Start of EXTRACTED RECORDS

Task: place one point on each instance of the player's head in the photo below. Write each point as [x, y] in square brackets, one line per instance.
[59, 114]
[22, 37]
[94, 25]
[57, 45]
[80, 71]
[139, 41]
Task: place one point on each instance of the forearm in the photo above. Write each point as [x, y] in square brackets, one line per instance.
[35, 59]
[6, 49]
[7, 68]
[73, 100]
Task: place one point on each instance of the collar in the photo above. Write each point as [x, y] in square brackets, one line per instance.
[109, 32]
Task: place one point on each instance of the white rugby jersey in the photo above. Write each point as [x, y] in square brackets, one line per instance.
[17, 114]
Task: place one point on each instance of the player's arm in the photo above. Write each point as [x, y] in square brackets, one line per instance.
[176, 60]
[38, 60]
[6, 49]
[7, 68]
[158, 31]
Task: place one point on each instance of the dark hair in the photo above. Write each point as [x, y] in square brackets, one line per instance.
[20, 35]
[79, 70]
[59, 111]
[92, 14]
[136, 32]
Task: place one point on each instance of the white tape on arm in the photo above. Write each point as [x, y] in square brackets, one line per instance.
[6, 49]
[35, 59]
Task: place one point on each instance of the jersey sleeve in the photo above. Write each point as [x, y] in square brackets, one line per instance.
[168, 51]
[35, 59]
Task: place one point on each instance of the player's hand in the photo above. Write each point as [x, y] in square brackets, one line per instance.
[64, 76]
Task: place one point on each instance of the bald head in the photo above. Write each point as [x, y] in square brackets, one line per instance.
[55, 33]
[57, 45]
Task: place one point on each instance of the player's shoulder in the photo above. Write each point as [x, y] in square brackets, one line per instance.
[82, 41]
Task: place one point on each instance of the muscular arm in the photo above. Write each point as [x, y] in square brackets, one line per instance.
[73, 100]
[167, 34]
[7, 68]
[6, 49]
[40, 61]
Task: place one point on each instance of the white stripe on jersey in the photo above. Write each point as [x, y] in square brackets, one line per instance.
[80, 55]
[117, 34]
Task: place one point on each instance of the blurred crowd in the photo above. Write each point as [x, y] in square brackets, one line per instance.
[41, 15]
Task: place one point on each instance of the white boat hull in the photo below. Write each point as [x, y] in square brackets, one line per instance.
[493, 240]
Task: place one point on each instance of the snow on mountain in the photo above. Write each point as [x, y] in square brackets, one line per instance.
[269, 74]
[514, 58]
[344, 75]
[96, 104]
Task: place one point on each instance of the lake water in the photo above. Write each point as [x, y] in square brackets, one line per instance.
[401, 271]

End of EXTRACTED RECORDS

STATED PROBLEM
Reproduce all of the records above word for word, keeping every line unchanged and in its original order.

COMPLETE OUTPUT
Task: place one point on each instance of the player's head in the photo below. Write each point as [x, y] in square brackets, one line per instance.
[59, 114]
[22, 37]
[94, 25]
[57, 45]
[80, 71]
[139, 41]
Task: place one point on each instance of the forearm in the photo above. Write each point as [x, y] in square brackets, one line per instance.
[35, 59]
[6, 49]
[7, 68]
[73, 100]
Task: place one point on each instance of the collar in the photo above. Write each point as [x, y] in square brackets, one line per instance.
[109, 32]
Task: place one point on each instance of the white rugby jersey in the photo above. Write each point as [x, y] in square brackets, one line per instance.
[17, 114]
Task: place one point on each instance of the player's arm in the photo above. Write each point as [x, y] in square brackets, one line per instance.
[176, 60]
[38, 60]
[6, 49]
[7, 68]
[158, 31]
Task: place one point on each instance of the dark hair in the photo above. Write each point as [x, y] in square brackets, one line per instance.
[20, 35]
[79, 70]
[59, 111]
[92, 14]
[136, 32]
Task: place one point on each instance of the white tape on arm in the photo above. Write each point as [x, y] in square brackets, one line per instance.
[6, 49]
[35, 59]
Task: place one point on each instance of the jersey sleeve in the photo above. Write each point as [x, y] in square brackets, one line per instance.
[168, 51]
[35, 59]
Task: place one point on each instance of the player's hand in the photo above. Write each point as [x, y] in square brackets, one line per instance.
[64, 76]
Task: place one point on each instance of the bald head in the photo above. Write each point as [x, y] in square brackets, one line per instance.
[55, 33]
[57, 45]
Task: place one point on each instance of the player's shoulder in the photo above. Write each point as [x, y] in square brackets, one line per instance.
[82, 41]
Task: place one point on each instance of the muscular arm in the photo above. Write each point as [x, y] in square brackets, one line per instance.
[73, 100]
[167, 34]
[7, 68]
[6, 49]
[40, 61]
Task: place one point on each instance of the white stripe on jersey in the photo above. Write each point as [x, y] in square brackets, one line per instance.
[80, 55]
[117, 34]
Task: place one point on each instance of the blurred crowd in the photo above. Write each point as [x, y] in square brackets, one line per instance.
[41, 15]
Task: place one point on each instance of the white boat hull in the photo below. Write each point as [x, y] in square brackets, one line per instance.
[493, 240]
Task: place one point on each instance of the snow on mountain in the photo above. Write each point as [x, y] in square brackets, one line per instance.
[269, 74]
[514, 58]
[344, 75]
[96, 104]
Task: place one point on each instance of the lake water in the photo above. Write each point as [x, y] in square brackets, one line per instance.
[401, 271]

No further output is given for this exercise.